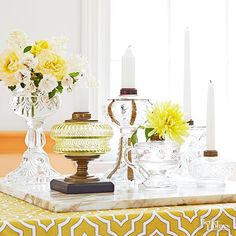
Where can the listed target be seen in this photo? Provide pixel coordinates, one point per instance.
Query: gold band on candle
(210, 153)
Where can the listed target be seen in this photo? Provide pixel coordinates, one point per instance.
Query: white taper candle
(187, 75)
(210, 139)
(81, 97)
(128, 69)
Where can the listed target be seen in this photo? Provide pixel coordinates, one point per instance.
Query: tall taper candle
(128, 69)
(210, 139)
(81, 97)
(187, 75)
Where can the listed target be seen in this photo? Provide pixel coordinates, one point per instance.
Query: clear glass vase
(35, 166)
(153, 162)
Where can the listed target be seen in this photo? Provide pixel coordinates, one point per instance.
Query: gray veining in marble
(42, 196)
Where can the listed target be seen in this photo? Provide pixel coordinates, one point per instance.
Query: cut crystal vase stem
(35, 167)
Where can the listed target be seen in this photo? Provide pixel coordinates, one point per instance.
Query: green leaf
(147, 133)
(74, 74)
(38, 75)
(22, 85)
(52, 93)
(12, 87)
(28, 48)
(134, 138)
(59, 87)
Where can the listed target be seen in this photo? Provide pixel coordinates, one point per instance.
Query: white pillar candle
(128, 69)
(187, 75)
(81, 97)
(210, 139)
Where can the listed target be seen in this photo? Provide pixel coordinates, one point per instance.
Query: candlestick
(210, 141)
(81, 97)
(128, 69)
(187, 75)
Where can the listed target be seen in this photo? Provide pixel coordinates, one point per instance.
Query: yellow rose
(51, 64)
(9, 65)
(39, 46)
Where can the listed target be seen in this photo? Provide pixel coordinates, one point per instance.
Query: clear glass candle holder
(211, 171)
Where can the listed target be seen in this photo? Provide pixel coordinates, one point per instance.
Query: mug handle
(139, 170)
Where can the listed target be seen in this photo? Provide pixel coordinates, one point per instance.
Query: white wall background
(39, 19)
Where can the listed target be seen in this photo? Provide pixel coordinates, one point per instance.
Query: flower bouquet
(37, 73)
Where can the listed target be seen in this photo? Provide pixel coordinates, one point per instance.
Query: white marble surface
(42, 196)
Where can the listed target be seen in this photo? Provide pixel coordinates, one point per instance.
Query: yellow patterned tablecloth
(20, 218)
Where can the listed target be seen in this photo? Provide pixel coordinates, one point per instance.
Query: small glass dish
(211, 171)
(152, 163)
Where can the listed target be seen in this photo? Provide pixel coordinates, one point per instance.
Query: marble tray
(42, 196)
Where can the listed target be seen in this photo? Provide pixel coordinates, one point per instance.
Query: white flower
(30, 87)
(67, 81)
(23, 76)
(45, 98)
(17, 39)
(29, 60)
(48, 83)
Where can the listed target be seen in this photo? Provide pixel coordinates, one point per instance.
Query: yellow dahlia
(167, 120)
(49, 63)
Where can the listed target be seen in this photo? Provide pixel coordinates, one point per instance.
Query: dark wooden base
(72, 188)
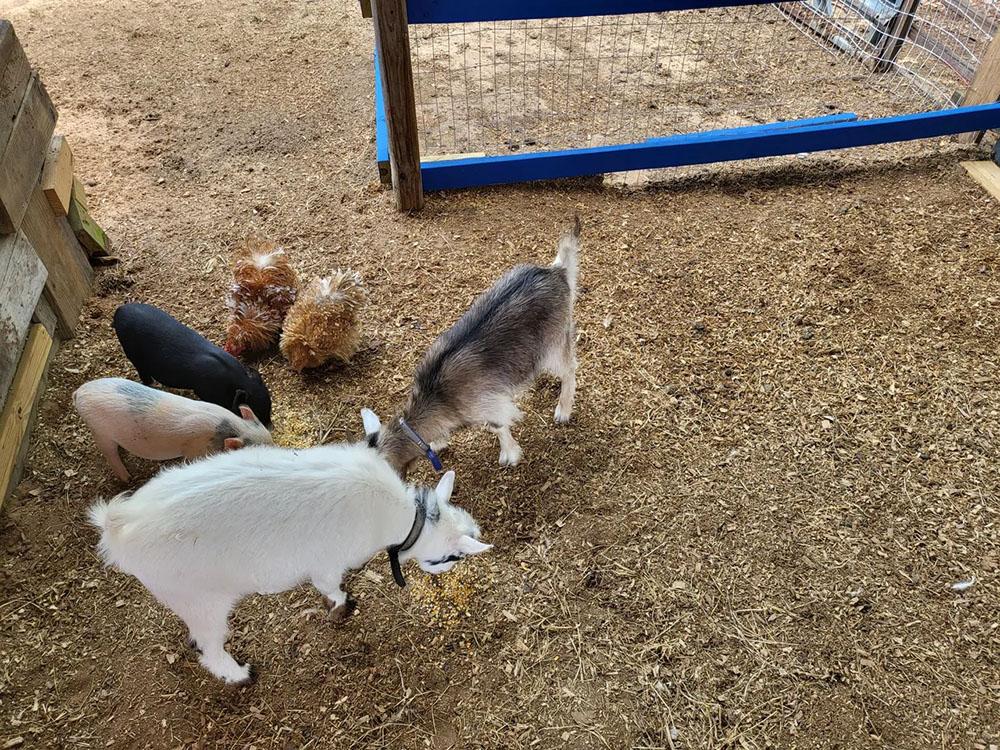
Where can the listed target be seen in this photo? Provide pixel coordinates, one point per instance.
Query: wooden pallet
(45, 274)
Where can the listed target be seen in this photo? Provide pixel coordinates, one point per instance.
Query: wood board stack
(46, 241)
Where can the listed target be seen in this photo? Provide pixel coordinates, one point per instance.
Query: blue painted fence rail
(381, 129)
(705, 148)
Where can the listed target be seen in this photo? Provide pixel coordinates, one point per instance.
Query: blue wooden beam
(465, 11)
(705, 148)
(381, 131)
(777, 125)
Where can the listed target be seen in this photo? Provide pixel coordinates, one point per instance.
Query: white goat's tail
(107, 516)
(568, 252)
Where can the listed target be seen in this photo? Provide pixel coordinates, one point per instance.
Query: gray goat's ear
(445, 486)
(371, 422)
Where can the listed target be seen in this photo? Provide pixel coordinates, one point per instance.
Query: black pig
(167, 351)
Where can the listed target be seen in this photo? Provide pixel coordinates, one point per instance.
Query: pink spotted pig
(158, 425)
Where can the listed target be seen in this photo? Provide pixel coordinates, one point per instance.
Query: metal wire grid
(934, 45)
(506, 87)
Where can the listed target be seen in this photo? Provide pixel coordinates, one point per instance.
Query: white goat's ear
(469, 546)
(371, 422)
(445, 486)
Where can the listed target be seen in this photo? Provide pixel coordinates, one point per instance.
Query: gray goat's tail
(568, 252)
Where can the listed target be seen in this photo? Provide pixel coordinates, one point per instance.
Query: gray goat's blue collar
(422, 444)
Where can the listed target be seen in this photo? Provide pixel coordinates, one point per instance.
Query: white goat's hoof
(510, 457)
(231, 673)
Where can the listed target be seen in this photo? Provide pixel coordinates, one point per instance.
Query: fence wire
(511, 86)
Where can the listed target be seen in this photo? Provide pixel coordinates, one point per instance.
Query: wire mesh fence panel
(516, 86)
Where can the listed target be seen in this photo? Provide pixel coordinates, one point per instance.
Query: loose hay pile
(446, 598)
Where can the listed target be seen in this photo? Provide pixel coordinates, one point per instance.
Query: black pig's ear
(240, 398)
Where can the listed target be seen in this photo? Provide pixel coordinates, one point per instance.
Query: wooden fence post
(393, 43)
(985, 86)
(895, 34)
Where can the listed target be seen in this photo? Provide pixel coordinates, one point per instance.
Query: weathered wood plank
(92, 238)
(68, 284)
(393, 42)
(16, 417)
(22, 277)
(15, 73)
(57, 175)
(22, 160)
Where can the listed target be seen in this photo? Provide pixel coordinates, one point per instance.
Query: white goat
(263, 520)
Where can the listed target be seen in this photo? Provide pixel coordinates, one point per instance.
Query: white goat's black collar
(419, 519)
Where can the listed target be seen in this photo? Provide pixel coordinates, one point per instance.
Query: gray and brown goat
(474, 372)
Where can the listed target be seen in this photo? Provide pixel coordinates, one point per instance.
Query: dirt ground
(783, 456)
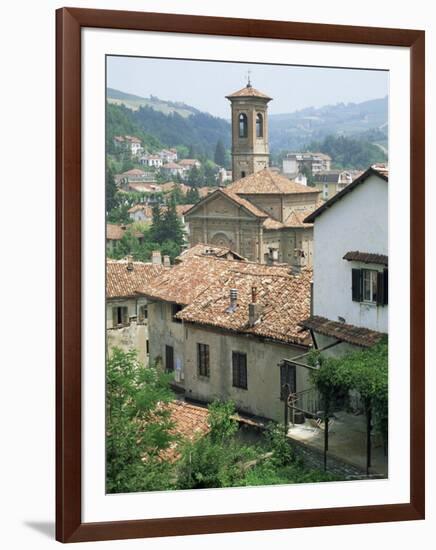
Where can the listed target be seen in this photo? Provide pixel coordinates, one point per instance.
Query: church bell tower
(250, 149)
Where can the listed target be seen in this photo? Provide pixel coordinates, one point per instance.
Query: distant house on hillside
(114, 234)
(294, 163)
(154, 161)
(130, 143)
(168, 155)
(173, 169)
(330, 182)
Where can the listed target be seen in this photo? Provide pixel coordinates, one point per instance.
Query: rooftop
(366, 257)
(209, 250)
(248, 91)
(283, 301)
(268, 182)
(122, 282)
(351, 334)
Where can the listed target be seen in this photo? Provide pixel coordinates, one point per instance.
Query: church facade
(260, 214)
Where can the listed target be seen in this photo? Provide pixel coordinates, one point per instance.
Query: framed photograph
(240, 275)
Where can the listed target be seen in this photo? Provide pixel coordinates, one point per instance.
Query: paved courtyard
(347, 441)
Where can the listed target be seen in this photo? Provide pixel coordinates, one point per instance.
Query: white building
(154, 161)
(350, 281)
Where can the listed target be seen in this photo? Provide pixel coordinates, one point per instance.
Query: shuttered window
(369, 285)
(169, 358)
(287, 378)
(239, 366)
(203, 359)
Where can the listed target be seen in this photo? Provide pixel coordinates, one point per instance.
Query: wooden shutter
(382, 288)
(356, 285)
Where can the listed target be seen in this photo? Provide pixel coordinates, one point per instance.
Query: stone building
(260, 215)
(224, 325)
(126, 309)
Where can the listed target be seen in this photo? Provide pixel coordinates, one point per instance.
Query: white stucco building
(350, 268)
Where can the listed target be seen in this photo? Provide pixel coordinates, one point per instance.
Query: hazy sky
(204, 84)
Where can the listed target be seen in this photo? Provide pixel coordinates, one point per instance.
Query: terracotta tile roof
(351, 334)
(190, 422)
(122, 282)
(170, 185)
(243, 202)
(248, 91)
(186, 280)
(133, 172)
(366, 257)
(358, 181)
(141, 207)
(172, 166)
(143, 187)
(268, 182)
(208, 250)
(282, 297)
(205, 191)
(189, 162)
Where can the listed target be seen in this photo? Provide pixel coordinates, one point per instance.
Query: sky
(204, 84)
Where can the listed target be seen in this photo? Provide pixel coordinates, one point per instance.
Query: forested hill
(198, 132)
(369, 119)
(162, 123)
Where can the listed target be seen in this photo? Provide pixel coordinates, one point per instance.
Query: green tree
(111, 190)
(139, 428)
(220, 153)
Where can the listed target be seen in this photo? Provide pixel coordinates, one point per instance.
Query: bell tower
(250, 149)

Stated goal
Count the lines in the material above that contain the string "wire", matching case exactly. Reply with the number only.

Response
3